— The exercise —
Please find every line in the material below that contains the string "pane" and copy each of those lines.

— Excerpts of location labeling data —
★ ★ ★ ★ ★ ★ ★

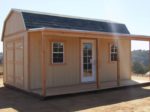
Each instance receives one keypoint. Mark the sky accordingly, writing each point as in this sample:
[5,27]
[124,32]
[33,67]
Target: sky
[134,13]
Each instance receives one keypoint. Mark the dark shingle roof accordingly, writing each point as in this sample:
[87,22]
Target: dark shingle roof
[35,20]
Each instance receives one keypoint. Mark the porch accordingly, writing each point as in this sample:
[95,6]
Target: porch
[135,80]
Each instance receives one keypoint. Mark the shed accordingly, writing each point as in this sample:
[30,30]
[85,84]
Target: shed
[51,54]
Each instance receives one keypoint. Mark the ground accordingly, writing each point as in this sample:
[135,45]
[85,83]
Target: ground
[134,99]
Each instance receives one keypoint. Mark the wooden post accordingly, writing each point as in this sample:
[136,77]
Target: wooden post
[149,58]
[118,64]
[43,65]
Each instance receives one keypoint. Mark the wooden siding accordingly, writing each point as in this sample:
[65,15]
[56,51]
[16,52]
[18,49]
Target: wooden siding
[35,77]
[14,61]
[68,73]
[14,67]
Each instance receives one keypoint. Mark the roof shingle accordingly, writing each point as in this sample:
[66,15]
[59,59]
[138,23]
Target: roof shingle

★ ★ ★ ★ ★ ★ ★

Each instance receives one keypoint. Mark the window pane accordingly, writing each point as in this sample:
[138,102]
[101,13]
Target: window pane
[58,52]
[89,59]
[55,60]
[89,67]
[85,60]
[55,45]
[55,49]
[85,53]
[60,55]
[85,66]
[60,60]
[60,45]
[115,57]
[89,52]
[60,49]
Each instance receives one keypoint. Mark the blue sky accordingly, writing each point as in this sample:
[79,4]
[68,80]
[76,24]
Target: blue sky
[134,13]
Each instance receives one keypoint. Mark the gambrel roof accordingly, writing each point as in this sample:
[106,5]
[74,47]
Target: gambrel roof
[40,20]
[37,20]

★ ★ ★ ★ ★ ★ ★

— Result for this exercise —
Each instance receives one keypoint. Mark the window pane accordingly, writing each point as in this sample:
Target: window pane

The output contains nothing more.